Tom Tan
by Tom Tan

Tags

  • Deep Learning
  • Machine Learning
  • Python
  • Time Series
🚩 Keywords: LightGBM, LSTM, GRU, ERCOT, Energy Markets, SHAP, Rolling-Origin CV GitHub

This project was completed by Jessalyn Chuang, Neha Manish Shah, Michelle Schultze, and Zixiao Tan (Prairie Dog Team) for the Spring 2025 section of IDS 705: Principles of Machine Learning at Duke University.

Overview

Electricity prices in wholesale energy markets are notoriously volatile, driven by demand spikes, renewable intermittency, and fuel cost fluctuations. Accurate short-term price forecasting enables grid operators, traders, and policymakers to make better decisions. This project benchmarks tree-based and deep learning models for forecasting ERCOT (Electric Reliability Council of Texas) hub prices across multiple time horizons using only publicly available data.

Target Variable

ERCOT Average Hub Real-Time Locational Marginal Price (LMP) — the wholesale electricity price ($/MWh) at the system hub, sampled hourly.

ERCOT LMP Price Trend (2018–2025)

Data Sources

Source Features
GridStatus.io Real-time ERCOT load, generation fuel mix (wind, solar, gas, coal), solar generation
EIA (Energy Information Administration) Regional electricity demand and supply statistics
Plano, TX Weather Station Hourly dry-bulb and wet-bulb temperatures
Henry Hub Natural Gas Daily spot prices
  • Time period: 2018 – 2025
  • Granularity: Hourly (aligned via forward-fill for daily series)

* * * * *

STATED GOAL A »
Answer these about the ERCOT forecasting page, one line each:
(i) For which course and term was the project completed?
(ii) In what unit is the target price given, and how often is it sampled?
(iii) Which weather station provides the temperature readings?
STATED GOAL B » Please carry the ERCOT forecasting page on from its last line.

DATA SHOWN »
* * * * *

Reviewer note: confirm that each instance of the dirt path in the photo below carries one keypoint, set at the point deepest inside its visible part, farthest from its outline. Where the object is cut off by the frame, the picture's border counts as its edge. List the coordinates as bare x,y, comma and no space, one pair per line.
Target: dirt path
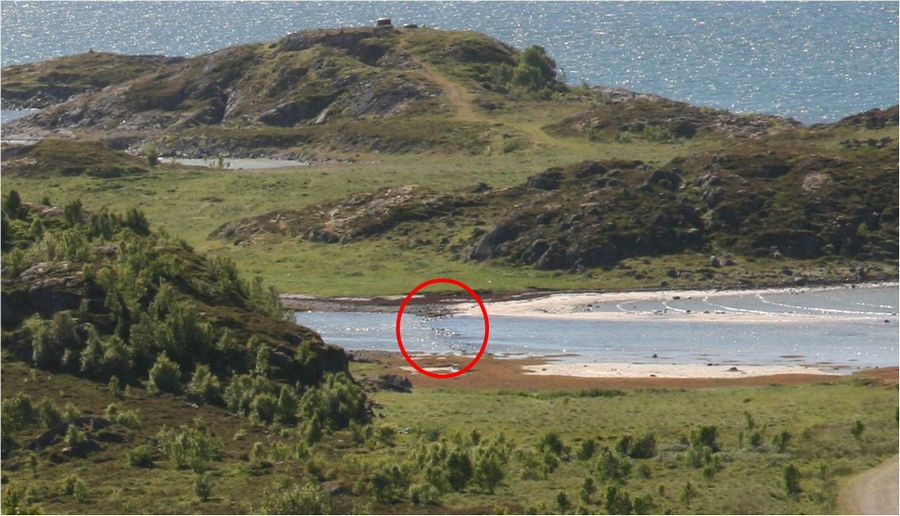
874,491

* * * * *

FINAL ANSWER A »
(i) IDS 705: Principles of Machine Learning at Duke University, Spring 2025 section
(ii) $/MWh, sampled hourly
(iii) The Plano, TX Weather Station

FINAL ANSWER B »
  • Processed dataset: ~60,000 hourly observations after cleaning

Feature Engineering

  • Lagged LMP values (1h, 24h, 168h)
  • Hour-of-day, day-of-week, month cyclical encodings
  • Rolling means and standard deviations of load and generation
  • Wet-bulb temperature (heat stress proxy)
  • Natural gas price as fuel cost signal

Models

Model Type Best For
LightGBM Gradient Boosted Trees 1-hour ahead forecasting
XGBoost Gradient Boosted Trees Baseline comparison
LSTM Recurrent Neural Network 1-day ahead forecasting
GRU Recurrent Neural Network 1-day ahead forecasting

Hyperparameters tuned using Optuna (Bayesian optimization). All models evaluated on rolling-origin cross-validation — a time-aware resampling strategy that prevents data leakage.

Rolling-Origin Cross-Validation Strategy

Results Summary

Horizon Best Model Key Metric
1-hour ahead LightGBM Lowest MAE & RMSE
1-day ahead LSTM / GRU Outperform tree methods
1-week ahead Mixed High uncertainty across all models

Observation: Tree-based models capture short-term autocorrelation efficiently; recurrent networks better model the multi-step temporal dependencies at the 1-day horizon.

Feature Importance (SHAP Analysis)

Gini Feature Importance

The most predictive features across all models:

  1. Lagged LMP prices (1h and 24h lags) — strongest signal
  2. Regional temperatures — demand-side proxy
  3. Natural gas price — supply-side cost driver
  4. Time-of-day features — captures intraday demand patterns

Technical Stack

  • Language: Python
  • ML/DL: lightgbm, xgboost, torch (LSTM/GRU)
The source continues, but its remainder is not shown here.